Noch keine Entscheidung zu Hinterer Mult (Update)
Karlsruher Kammer nimmt Beweisaufnahme wieder auf

Die Erschließungsgegner warnten vor "Bodendiebstahl" in der Hinteren Mult. Foto: Kreutzer
Weinheim. (web) Der Rechtsstreit um das Umlegungsverfahren im Gebiet Hintere Mult geht weiter. Das bestätigte Bärbel Andres am Freitagabend im RNZ-Gespräch. Die Weinheimer Anwältin vertritt Bürger, die das 2019 endgültig beschlossene Gewerbegebiet an dieser Stelle kritisch sehen. Eigentlich hatte die Kammer für Baurechtsfragen, die am Landgericht in Karlsruhe angesiedelt ist, für Freitag eine Entscheidung angekündigt. Die Kläger hatten zuvor das Umlegungsverfahren gerügt und drei Kritikpunkte geltend gemacht: Zum einen hat die Sitzungsleitung des Gemeinderats im Frühjahr 2018 möglicherweise einen Fehler gemacht, in dem sie Offenlagebeschluss und Start des Umlegungsverfahrens nicht als getrennte Verfahren behandelt hat; zum anderen habe der Umlegungsausschuss entgegen der Gemeindeordnung nicht-öffentlich getagt und auf eine fragwürdige Kartierung zurückgegriffen.

* [Aufgabe 1]: Forme bitte die Zeilen, beginnend mit der Zeile mit „If you could point to the marina“ und weiter bis einschließlich der letzten dieser Zeilen, in eine nummerierte Liste um, ohne Leerzeilen.
Der Artikel und die Zeilen haben nichts miteinander zu tun.

* [Zeilen zur Übung]:
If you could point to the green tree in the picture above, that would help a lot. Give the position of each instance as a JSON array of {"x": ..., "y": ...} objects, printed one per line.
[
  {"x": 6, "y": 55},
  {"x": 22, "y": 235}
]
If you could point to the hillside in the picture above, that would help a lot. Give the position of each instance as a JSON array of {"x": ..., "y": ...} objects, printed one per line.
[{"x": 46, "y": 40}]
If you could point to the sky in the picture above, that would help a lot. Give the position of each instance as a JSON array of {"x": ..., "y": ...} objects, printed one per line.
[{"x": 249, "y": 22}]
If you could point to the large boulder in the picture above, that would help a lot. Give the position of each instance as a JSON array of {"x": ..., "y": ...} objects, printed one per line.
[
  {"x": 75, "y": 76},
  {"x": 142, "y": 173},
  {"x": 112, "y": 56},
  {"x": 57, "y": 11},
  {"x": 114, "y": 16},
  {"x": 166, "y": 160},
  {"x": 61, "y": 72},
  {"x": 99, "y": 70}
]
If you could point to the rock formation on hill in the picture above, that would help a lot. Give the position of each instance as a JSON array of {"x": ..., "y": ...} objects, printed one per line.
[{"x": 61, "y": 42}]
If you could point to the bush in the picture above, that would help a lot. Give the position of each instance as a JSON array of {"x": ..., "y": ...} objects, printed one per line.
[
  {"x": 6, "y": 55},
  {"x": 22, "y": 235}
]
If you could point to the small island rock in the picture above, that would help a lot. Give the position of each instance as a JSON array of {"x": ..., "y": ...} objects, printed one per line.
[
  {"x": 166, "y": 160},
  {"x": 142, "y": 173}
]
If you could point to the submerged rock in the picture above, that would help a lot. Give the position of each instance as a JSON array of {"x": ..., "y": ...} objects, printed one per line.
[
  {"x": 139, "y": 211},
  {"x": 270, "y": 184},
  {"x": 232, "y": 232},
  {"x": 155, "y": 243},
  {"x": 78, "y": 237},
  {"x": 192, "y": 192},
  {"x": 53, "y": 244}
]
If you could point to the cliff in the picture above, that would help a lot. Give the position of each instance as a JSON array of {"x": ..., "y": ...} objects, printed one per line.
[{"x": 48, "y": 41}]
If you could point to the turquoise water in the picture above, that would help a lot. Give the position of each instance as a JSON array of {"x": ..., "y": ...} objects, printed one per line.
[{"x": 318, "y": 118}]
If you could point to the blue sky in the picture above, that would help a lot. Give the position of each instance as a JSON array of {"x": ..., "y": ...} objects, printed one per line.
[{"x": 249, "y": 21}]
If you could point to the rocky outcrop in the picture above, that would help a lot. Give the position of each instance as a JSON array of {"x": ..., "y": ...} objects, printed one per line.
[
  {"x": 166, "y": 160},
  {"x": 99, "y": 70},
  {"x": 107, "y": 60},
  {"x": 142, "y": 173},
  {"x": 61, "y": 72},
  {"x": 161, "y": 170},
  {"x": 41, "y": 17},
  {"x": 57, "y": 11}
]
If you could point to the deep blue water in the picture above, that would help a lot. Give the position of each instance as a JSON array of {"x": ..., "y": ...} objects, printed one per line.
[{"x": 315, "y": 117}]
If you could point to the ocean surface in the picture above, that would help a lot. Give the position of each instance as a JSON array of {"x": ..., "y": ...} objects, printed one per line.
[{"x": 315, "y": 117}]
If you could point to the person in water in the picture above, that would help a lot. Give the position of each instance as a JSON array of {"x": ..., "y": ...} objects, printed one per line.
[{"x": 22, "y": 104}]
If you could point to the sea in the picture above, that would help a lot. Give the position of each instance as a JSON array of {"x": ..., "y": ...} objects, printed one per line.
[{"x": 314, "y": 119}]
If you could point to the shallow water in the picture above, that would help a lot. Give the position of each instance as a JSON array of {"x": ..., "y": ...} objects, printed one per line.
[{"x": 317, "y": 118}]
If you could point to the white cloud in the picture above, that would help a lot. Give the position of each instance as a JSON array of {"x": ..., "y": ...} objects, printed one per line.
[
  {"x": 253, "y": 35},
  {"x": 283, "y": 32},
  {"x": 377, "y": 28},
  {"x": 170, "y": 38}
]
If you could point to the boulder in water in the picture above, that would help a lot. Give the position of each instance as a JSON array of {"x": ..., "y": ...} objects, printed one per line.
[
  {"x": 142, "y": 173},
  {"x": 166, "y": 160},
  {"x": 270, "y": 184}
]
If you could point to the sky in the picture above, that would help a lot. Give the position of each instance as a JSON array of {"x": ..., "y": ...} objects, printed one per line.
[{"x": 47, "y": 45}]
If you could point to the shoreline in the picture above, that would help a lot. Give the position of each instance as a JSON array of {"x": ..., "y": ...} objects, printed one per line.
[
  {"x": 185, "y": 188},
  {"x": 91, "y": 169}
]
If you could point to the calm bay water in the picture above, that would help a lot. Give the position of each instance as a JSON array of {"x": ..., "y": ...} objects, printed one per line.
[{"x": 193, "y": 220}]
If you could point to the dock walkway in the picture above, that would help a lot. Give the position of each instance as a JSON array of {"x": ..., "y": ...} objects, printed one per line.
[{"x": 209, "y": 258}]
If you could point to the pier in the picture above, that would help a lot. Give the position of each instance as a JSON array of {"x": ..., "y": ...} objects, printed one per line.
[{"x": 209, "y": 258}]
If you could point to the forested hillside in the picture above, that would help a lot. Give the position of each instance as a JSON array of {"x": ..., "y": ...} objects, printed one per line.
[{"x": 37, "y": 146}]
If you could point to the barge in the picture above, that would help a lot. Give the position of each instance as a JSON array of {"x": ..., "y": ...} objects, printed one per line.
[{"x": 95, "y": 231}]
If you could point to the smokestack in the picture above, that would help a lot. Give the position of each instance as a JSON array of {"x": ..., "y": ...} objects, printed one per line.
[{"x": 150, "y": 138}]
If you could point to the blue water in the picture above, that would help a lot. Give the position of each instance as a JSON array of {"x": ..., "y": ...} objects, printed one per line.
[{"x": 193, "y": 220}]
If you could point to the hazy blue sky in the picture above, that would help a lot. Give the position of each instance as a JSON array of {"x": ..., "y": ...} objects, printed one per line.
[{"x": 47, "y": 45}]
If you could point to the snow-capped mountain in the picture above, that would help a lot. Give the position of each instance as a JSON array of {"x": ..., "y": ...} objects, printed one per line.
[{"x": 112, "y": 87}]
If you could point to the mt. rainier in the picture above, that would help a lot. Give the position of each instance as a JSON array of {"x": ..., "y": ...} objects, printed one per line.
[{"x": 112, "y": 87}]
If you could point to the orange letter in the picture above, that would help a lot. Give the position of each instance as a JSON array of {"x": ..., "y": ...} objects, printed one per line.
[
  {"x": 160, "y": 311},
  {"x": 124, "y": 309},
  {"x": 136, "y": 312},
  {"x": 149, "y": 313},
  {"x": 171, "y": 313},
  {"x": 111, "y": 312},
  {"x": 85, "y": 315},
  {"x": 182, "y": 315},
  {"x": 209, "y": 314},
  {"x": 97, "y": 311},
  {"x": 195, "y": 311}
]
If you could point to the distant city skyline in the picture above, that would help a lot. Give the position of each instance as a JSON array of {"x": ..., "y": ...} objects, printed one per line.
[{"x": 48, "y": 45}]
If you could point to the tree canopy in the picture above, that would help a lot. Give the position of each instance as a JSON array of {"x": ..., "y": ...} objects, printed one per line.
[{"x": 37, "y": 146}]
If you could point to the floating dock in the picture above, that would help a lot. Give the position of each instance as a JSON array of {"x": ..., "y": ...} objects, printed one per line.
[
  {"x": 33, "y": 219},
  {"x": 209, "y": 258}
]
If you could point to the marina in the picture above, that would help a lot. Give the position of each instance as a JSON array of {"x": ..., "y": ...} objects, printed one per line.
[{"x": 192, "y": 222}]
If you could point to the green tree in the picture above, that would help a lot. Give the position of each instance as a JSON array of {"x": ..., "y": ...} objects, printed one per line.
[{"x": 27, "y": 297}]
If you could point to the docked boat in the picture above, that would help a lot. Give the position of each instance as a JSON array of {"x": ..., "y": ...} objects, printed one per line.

* [Aufgabe 2]: Setze den Artikel über den Rechtsstreit um die Hintere Mult nach seinem letzten Satz fort.

* [Schriftliche Antwort 1]:
1. If you could point to the marina in the picture above, that would help a lot. Give the position of each instance as a JSON array of {"x": ..., "y": ...} objects, printed one per line.
2. [{"x": 192, "y": 222}]
3. If you could point to the green tree in the picture above, that would help a lot. Give the position of each instance as a JSON array of {"x": ..., "y": ...} objects, printed one per line.
4. [{"x": 27, "y": 297}]
5. If you could point to the docked boat in the picture above, that would help a lot. Give the position of each instance as a JSON array of {"x": ..., "y": ...} objects, printed one per line.

* [Schriftliche Antwort 2]:
Nach RNZ-Informationen gibt es Hinweise darauf, dass die Kammer zumindest den Vorwurf in Bezug auf die Veröffentlichungsfrage für stichhaltig hält. Fakt ist, dass die Richter die mündliche Verhandlung wieder eröffnet haben. Dafür haben sie den Prozessparteien rechtliche Hinweise erteilt. Die Beteiligten haben nun vier Wochen Zeit, um diese Hinweise zu erwidern. Anwältin Andres geht davon aus, dass es November wird, ehe eine Entscheidung fällt. Darüber hinaus haben die Gegner eines Gewerbegebiets in der Hinteren Mult eine Normenkontrollklage eingereicht. Hier sitzen die zuständigen Richter in Mannheim: beim Verwaltungsgerichtshof.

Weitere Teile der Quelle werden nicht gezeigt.